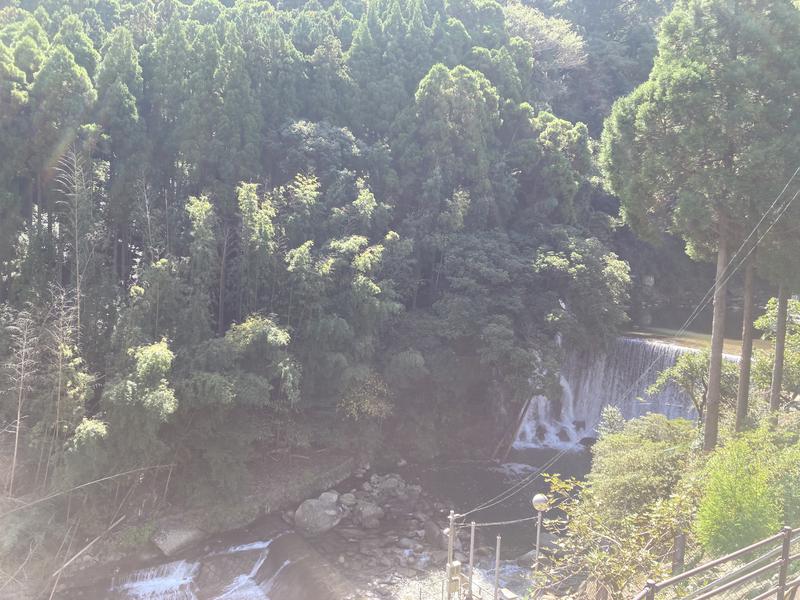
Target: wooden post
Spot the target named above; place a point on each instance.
(651, 590)
(450, 544)
(497, 570)
(787, 545)
(679, 554)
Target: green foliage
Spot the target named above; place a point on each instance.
(741, 503)
(690, 375)
(620, 523)
(641, 465)
(367, 209)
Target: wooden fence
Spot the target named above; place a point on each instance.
(777, 559)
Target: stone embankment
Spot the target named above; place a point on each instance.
(382, 533)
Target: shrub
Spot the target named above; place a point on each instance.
(741, 503)
(641, 464)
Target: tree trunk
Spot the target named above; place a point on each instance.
(221, 291)
(743, 394)
(717, 342)
(780, 347)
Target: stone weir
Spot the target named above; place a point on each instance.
(592, 380)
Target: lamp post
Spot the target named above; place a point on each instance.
(540, 504)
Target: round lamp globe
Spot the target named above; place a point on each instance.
(540, 502)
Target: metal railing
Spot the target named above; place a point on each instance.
(754, 571)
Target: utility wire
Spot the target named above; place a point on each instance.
(519, 486)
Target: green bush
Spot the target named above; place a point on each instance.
(741, 503)
(641, 464)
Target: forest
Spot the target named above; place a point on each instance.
(236, 225)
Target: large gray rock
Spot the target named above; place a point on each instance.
(348, 499)
(172, 539)
(317, 515)
(369, 514)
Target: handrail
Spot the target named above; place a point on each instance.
(718, 561)
(739, 571)
(740, 580)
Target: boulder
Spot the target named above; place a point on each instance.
(330, 497)
(390, 484)
(369, 514)
(347, 499)
(317, 515)
(171, 540)
(434, 535)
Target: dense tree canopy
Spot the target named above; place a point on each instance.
(257, 210)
---*---
* _Task item_: Produce the lines from the first line of the entries through the line that contains "Target: stone weir", exactly, leaving the pictures behind.

* _Answer below_:
Target: wooden post
Spot the target named above; place a point on each instance.
(651, 590)
(450, 544)
(497, 570)
(787, 545)
(679, 554)
Target: green foliage
Spot the target named above; place a point on each instance.
(741, 503)
(690, 375)
(620, 523)
(641, 465)
(367, 209)
Target: wooden fence
Spot the target named above; place a point on each instance.
(777, 559)
Target: stone embankment
Spot the target named above; place a point on each instance.
(382, 533)
Target: shrub
Spot the target named above; place a point on each instance.
(741, 503)
(641, 464)
Target: tree trunk
Spot the target named above; place a point on each instance.
(221, 291)
(743, 394)
(717, 342)
(780, 347)
Target: stone weir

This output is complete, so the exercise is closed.